▶ PROVIDED PASSAGE
# LGB Forney 21252 used, running issues



## FlagstaffLGB (Jul 15, 2012)

Not exactly a newbie, but I am to diagnosis engine running issues. I recently acquired a No.2, LGB Forney steam engine (21252), with working sound, steam, etc. and it does run. It was used for many years in San Diego, California until this ole collector passed away. His son sold me the engine. So, here is the issue. Using track power and placing the engine on rollers, the power motor block moves somewhat slowly, even when cranked up to full power. I've opened the motor block housing and there appears to be plently of gear grease and nothing appears to be binding the equipment. I did find a few "carpet fibers" around one of the spring loaded contacts, but that has been removed. So, I'm not sure whether it is a matter of age and the motor is finally giving up or whether there is another issue. Suggestions?


----------



## Stan Cedarleaf (Jan 2, 2008)

Ed... If you have the motor block open, try a drop of oil on the motor shaft bearing at each end of the motor. Just a small drop... That might be what's needed...

Or... The motor itself may be "tired". However, on a 21252, it should still be running..


----------



## Mike Toney (Feb 25, 2009)

Might be a very high milage engine from the previous owners father. Very possible for the motor to be worn out. Barely moving or drawing high amps is a sure sign of a dying motor in an LGB engine. Mike


----------



## Garratt (Sep 15, 2012)

Make sure that one axle is not meshed one gear tooth out. Usually they don't bind but will run slow with a slight limp kinda like I do. 

Andrew


----------



## ntpntpntp (Jan 14, 2008)

Is it DCC decoder fitted? Has the previous owner altered vMax or the speed table to reduce it's maximum speed to what they considered more realistic?


----------



## FlagstaffLGB (Jul 15, 2012)

▶ WHAT TO PRODUCE
Could you write out the whole forum thread above about the used LGB Forney's running issues, word for word?

▶ EXERCISE DATA
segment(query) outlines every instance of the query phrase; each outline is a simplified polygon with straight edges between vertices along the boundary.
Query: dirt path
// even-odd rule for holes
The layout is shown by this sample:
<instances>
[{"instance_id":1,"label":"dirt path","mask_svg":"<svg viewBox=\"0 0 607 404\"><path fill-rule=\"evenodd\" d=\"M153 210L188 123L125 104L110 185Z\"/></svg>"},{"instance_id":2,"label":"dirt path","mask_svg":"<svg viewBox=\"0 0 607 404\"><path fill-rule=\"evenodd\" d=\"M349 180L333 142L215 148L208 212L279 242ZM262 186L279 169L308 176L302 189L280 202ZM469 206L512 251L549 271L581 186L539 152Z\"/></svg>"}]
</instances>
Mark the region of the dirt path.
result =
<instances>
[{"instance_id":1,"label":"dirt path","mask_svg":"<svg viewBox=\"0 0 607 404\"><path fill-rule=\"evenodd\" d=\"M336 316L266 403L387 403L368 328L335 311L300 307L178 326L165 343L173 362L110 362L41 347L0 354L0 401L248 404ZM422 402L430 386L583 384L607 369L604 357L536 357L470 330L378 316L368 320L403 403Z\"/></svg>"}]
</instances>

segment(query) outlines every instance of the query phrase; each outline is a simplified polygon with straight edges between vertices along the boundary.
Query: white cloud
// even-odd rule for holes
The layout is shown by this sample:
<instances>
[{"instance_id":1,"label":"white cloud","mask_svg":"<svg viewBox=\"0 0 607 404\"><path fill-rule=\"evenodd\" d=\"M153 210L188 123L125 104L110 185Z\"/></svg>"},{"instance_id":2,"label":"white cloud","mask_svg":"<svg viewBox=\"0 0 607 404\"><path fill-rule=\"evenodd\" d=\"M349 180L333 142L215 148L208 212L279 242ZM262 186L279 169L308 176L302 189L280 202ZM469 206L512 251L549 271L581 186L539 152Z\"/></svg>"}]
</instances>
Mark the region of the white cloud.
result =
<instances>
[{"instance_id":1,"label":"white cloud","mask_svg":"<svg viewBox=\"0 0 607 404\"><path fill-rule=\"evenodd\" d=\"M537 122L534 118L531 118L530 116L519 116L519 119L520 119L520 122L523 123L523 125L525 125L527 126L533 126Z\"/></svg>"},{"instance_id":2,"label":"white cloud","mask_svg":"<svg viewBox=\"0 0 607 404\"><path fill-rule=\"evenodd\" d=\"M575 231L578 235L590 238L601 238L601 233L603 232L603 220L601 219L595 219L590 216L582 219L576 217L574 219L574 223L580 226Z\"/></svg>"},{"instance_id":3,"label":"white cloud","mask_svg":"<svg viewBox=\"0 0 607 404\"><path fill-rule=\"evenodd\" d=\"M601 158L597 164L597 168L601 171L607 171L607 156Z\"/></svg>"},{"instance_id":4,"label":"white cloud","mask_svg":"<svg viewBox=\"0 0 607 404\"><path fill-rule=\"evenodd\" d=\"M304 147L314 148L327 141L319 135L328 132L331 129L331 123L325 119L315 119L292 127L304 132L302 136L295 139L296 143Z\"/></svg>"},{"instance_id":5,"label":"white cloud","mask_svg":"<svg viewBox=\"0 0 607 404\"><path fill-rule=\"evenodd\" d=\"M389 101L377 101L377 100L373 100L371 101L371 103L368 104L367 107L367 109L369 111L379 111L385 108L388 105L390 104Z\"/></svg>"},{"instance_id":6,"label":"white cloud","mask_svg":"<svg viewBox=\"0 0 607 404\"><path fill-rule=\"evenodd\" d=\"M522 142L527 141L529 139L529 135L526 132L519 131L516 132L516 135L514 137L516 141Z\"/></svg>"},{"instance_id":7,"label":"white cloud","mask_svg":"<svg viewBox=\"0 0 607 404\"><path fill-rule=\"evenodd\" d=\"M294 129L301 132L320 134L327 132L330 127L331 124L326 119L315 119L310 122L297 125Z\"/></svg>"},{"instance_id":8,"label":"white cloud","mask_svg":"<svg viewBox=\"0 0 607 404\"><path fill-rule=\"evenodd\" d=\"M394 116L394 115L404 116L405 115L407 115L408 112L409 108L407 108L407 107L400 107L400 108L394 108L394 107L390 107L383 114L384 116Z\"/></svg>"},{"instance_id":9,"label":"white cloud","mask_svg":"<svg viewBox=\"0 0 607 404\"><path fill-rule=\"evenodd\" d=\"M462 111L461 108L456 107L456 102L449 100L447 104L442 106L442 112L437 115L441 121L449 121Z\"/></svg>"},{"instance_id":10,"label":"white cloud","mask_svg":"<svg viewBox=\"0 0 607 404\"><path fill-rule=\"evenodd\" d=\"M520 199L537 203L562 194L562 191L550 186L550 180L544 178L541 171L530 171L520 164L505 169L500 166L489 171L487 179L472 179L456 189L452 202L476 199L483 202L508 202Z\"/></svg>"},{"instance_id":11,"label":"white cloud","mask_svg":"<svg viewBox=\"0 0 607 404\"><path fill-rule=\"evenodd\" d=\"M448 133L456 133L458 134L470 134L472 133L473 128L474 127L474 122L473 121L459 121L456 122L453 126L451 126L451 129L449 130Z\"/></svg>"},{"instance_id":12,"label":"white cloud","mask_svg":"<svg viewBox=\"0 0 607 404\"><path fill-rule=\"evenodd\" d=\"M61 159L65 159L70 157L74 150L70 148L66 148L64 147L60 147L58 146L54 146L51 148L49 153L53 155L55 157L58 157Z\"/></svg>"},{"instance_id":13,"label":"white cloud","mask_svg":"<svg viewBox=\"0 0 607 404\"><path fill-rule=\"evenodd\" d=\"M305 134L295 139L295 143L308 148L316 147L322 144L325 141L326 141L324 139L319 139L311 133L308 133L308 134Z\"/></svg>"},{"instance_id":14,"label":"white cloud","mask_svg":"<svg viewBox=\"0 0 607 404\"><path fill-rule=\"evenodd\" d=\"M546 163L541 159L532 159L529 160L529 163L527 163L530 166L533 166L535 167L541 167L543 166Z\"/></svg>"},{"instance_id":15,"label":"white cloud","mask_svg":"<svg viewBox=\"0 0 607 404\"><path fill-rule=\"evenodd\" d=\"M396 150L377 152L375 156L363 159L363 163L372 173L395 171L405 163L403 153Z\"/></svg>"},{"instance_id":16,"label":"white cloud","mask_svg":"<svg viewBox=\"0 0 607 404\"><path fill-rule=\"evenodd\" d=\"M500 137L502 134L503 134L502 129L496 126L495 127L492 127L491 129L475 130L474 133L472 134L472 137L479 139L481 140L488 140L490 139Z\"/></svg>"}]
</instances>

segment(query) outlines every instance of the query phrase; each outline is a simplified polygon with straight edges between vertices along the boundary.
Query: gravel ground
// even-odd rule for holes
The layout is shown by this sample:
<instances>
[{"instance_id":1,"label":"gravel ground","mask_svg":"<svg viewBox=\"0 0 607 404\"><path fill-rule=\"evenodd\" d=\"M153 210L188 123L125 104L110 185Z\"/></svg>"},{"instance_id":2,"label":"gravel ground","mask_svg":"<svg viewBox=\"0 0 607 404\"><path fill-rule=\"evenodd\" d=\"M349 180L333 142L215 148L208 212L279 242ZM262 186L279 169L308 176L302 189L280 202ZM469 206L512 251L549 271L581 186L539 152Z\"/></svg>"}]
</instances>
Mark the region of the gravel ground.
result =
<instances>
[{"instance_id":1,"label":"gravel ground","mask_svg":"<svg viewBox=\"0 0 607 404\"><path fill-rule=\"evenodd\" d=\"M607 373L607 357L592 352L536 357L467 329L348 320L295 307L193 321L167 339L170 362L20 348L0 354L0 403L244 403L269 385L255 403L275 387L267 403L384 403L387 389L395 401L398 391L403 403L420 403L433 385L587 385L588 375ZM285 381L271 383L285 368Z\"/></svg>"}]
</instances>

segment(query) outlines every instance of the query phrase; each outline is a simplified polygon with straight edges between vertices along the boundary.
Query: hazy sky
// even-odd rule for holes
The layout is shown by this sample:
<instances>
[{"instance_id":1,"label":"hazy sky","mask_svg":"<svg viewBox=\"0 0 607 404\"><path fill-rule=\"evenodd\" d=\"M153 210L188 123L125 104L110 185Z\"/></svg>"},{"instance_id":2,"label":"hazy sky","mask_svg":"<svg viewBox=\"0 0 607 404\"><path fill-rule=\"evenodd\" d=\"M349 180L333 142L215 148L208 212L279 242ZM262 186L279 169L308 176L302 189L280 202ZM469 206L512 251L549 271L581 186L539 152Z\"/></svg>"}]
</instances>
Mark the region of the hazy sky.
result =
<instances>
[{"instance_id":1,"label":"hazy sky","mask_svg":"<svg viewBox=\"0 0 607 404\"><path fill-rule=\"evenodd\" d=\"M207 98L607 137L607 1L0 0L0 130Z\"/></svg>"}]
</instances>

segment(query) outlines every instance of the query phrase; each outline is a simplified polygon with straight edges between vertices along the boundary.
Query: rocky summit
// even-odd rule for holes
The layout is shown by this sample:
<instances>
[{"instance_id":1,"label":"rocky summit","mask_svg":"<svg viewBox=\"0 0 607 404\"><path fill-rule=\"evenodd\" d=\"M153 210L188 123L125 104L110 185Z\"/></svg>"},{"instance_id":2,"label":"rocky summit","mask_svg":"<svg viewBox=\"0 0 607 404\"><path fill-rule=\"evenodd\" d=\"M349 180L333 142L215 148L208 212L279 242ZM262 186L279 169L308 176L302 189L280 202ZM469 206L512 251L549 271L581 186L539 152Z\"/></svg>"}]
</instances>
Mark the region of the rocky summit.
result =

▶ ANSWER FOR THE TASK
# LGB Forney 21252 used, running issues



## FlagstaffLGB (Jul 15, 2012)

Not exactly a newbie, but I am to diagnosis engine running issues. I recently acquired a No.2, LGB Forney steam engine (21252), with working sound, steam, etc. and it does run. It was used for many years in San Diego, California until this ole collector passed away. His son sold me the engine. So, here is the issue. Using track power and placing the engine on rollers, the power motor block moves somewhat slowly, even when cranked up to full power. I've opened the motor block housing and there appears to be plently of gear grease and nothing appears to be binding the equipment. I did find a few "carpet fibers" around one of the spring loaded contacts, but that has been removed. So, I'm not sure whether it is a matter of age and the motor is finally giving up or whether there is another issue. Suggestions?


----------



## Stan Cedarleaf (Jan 2, 2008)

Ed... If you have the motor block open, try a drop of oil on the motor shaft bearing at each end of the motor. Just a small drop... That might be what's needed...

Or... The motor itself may be "tired". However, on a 21252, it should still be running..


----------



## Mike Toney (Feb 25, 2009)

Might be a very high milage engine from the previous owners father. Very possible for the motor to be worn out. Barely moving or drawing high amps is a sure sign of a dying motor in an LGB engine. Mike


----------



## Garratt (Sep 15, 2012)

Make sure that one axle is not meshed one gear tooth out. Usually they don't bind but will run slow with a slight limp kinda like I do. 

Andrew


----------



## ntpntpntp (Jan 14, 2008)

Is it DCC decoder fitted? Has the previous owner altered vMax or the speed table to reduce it's maximum speed to what they considered more realistic?


----------



## FlagstaffLGB (Jul 15, 2012)